> TEXT BLOCK
Although Connor is only 7, I constantly think about what his life will be like when he is grown.  As he gets older and more mature, it will be important to introduce him to the world of autism advocacy.  All the learning and tools that his teachers and I work hard to give him will need to be complimented by an understanding and awareness of how to effectively advocate for himself and acquire necessary accommodations.

Beyond that, when it comes time for him to define himself and his place in the world, I want him to have solid examples to reference that promote a positive message about being autistic.

There are some excellent resources out there, including some great advocates (both self-advocates and neurotypical advocates).  I’ve put together a list of advocates that I appreciate for their positive approach and willingness to engage in meaningful dialogue about advocacy.  These are people whose writing I will share with my son, when he is ready.  I hope this is helpful to other parents that wonder about where to guide their children when it comes to this topic.

The Best of the Best in Autism Advocacy

John Elder Robison

As a person with Asperger’s, John Elder Robison has contributed so much in helping people understand what it’s like to be autistic.    He’s written several books, the most well known probably being Look Me in the Eye: My Life with Asperger’s.

One thing I particularly appreciate about Robison is his ability to respect and understand differing viewpoints.  In an article in Psychology Today, he said “In my earlier writing, I’ve said, ‘I don’t need a cure. I just need understanding.’ I still believe that’s true for me, but I now recognize the tremendous breadth of the autism spectrum. As a result, I am now sensitive to and accepting of the views of others who do want to be “cured,” however that may be defined. My views about the ‘cure’ may differ from yours but I recognize, accept and respect differing points of view, as long as they are not harmful or destructive to others.”

He also understands the incredibly wide range of needs for those on the spectrum, and said, “When we do advocate – speaking for the benefit of a larger group – we owe it to our less vocal community members to make the lay public aware of the breadth and depth of their needs as well as our own. When we ‘advocate’ for autistic needs, we should always be clear about the overall range of needs and services our population requires.”

> TASK SET
a – In the autism advocacy piece, which of John Elder Robison's books is named as probably his best known?
b – Please carry on the autism advocacy piece, starting after its last sentence.

> MATERIAL PROVIDED
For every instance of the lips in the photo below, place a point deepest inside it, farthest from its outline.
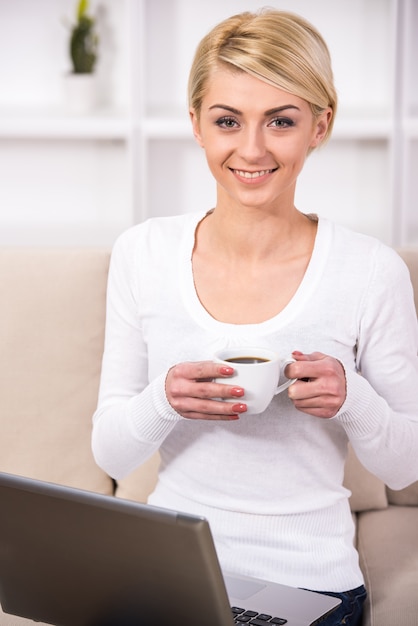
(252, 175)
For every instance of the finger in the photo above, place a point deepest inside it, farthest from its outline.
(201, 370)
(194, 408)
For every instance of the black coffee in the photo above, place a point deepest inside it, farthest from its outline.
(247, 359)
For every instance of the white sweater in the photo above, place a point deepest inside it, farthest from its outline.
(270, 484)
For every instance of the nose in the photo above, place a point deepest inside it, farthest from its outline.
(252, 144)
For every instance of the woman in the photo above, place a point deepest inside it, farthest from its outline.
(255, 270)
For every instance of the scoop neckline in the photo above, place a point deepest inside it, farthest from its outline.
(306, 287)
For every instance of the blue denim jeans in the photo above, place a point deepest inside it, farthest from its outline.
(350, 611)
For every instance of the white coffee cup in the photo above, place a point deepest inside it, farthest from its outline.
(257, 371)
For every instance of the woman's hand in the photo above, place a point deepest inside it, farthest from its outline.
(190, 389)
(321, 389)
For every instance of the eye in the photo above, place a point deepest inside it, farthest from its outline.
(226, 122)
(282, 122)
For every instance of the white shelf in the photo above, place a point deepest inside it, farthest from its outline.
(66, 177)
(58, 124)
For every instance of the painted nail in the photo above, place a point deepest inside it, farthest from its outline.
(239, 408)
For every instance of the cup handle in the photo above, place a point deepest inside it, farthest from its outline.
(289, 381)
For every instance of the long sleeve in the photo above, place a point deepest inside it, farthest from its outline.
(380, 415)
(133, 415)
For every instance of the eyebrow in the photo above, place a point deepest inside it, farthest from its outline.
(273, 111)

> ANSWERS BELOW
a – Look Me in the Eye: My Life with Asperger's

b –
Here’s a speech he gave for Google employees back in 2011.

(this is long, but worth it)


Temple Grandin

Likely the best known autistic in the United States, Dr. Grandin writes books and speaks publicly about her experience and wisdom as an autistic adult.  She’s achieved acclaim for her contribution to humane livestock handling and animal welfare.  Her ability to explain autism and how she learned to navigate the world is so important that a movie was made about her life in 2010, titled Temple Grandin.

“You have got to keep autistic children engaged with the world. You cannot let them tune out. ”
Temple Grandin



Stuart Duncan

Perhaps the thing I admire most is Stuart’s innate ability to grab you with either logic or humor in a completely low-key and understated way.  It sneaks up on you, rather than hitting you square in the face.  He blogs at Autism From a Father’s Point of View.

Stuart writes about his sons, one autistic and one not, and also talks about how he has been diagnosed as having Asperger’s.  In addition, he has also written a couple of books, Autism From a Father’s Point of View and Autism Understanding and Acceptance.  

“Never underestimate someone with Autism because there could be brilliance struggling to get out.” Stuart Duncan



Snagglebox is a site hosted by “Bec”, who has a background in psychology and two autistic sons.  This site is a fabulous resource for parents and teachers, and topics are explained simply and clearly.  This is the place to go for Autism 101 training.  As a bonus, many posts include adorable original drawings, like this one:


kid with autism


There are also a number of books available for purchase, including:  The Super Useful Guide to Managing Meltdowns and Autism Preparation Kit for Teachers.


Jean “Stimey” Winegardner

Stimey is mom to three boys, one of whom is on the spectrum.  She also officially joined her son on the spectrum in 2012 when she received her own diagnosis of Asperger’s.  Stimey has been blogging and writing about autism for several years, and has been featured many places, including the book Easy to Love but Hard to Raise.  She is the founder of Autmont, a site dedicated to autism information and events in her county.

Stimey writes with humor and insight about her journey raising her sons, and the joys and challenges that come with autism.  Her candor about her own journey through the process of diagnosis was honest and heartfelt, and helped open the door for others to share about their own neurology.

Of her diagnosis, she has said:  “I hope that it will let me continue to try to be the person I want to be while being able to adjust my expectations of what I can do. Understanding that my neurology is responsible for some of my difficulties might help me go easy on myself for having them. They are not character defects, they are a result of the way I am wired.”



In closing, I’ve included the definition of “advocate”.  As you wade through the information online regarding autism and advocacy, remember that an advocate is someone that supports or promotes something.  If you’re finding sites that spend more time criticizing ideals, it may be best to move on to something with a more positive and helpful stance.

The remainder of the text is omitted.